◆ **Task objective**
In the records below, set down word for word the lines between the line holding "sheet using the picture above." and the line holding "(1169, 531)", inclusive.

◆ **Excerpted records**
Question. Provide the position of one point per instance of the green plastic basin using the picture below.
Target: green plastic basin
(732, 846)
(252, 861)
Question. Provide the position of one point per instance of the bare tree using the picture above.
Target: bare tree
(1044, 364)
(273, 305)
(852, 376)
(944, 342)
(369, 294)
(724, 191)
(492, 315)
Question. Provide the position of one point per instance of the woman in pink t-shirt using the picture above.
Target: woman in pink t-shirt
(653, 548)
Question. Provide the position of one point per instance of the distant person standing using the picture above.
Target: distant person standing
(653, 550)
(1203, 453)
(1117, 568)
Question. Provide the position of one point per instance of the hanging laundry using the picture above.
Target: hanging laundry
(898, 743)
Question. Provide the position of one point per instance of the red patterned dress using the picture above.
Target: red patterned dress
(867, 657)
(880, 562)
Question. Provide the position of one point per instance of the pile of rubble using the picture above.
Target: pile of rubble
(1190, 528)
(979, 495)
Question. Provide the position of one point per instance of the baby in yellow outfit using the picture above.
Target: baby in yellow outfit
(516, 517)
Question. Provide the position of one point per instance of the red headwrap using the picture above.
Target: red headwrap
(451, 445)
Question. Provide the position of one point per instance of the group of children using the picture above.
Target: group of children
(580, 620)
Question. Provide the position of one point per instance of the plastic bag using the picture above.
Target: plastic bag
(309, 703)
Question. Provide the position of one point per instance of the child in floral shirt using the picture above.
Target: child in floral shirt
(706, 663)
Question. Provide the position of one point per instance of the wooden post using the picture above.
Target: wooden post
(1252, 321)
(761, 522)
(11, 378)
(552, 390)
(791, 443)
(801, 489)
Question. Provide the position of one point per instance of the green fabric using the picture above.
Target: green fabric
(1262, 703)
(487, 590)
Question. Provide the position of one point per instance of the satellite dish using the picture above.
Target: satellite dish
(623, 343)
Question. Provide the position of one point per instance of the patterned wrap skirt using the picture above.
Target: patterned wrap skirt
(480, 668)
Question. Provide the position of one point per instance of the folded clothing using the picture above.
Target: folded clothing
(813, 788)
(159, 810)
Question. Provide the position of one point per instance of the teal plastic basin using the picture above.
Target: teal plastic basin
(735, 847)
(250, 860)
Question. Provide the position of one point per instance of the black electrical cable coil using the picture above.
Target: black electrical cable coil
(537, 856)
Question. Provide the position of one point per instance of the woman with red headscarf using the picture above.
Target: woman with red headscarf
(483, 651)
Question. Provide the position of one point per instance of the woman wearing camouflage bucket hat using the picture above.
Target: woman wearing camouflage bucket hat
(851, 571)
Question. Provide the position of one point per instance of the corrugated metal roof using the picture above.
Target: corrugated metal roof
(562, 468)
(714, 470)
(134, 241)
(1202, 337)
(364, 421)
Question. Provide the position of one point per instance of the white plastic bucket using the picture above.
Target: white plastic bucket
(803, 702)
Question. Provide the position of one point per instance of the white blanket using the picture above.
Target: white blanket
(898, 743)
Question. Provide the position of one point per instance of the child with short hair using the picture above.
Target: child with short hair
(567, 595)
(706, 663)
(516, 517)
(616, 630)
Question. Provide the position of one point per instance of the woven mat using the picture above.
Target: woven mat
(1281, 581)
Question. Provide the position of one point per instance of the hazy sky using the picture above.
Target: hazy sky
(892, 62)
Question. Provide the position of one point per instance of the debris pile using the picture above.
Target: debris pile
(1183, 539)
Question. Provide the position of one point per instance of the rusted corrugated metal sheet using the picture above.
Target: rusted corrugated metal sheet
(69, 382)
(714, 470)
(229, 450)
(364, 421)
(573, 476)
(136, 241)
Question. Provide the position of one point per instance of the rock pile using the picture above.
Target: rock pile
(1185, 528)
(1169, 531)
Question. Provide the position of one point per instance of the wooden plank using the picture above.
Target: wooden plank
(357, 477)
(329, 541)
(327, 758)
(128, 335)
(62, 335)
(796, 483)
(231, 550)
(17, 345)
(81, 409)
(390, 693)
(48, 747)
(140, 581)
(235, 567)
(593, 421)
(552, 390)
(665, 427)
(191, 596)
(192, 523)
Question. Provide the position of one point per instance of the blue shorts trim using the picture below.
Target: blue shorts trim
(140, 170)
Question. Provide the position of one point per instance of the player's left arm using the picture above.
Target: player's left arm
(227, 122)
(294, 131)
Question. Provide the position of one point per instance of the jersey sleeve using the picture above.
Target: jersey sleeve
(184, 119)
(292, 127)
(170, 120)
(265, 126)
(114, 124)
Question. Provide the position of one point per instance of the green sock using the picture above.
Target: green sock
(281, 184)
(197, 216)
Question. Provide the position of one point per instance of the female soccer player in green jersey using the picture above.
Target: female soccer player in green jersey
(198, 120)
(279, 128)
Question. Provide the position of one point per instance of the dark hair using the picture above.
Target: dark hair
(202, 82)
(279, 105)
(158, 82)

◆ **Solution to this exercise**
Question. Provide the position of one point per instance of the rusted corrugated metal sheet using the picture above.
Target: rusted corrugated metal sheet
(69, 382)
(714, 470)
(229, 450)
(364, 421)
(573, 476)
(136, 241)
Question. Provide the position of one point per instance of the rock pile using the picture above.
Target: rock pile
(1185, 528)
(1169, 531)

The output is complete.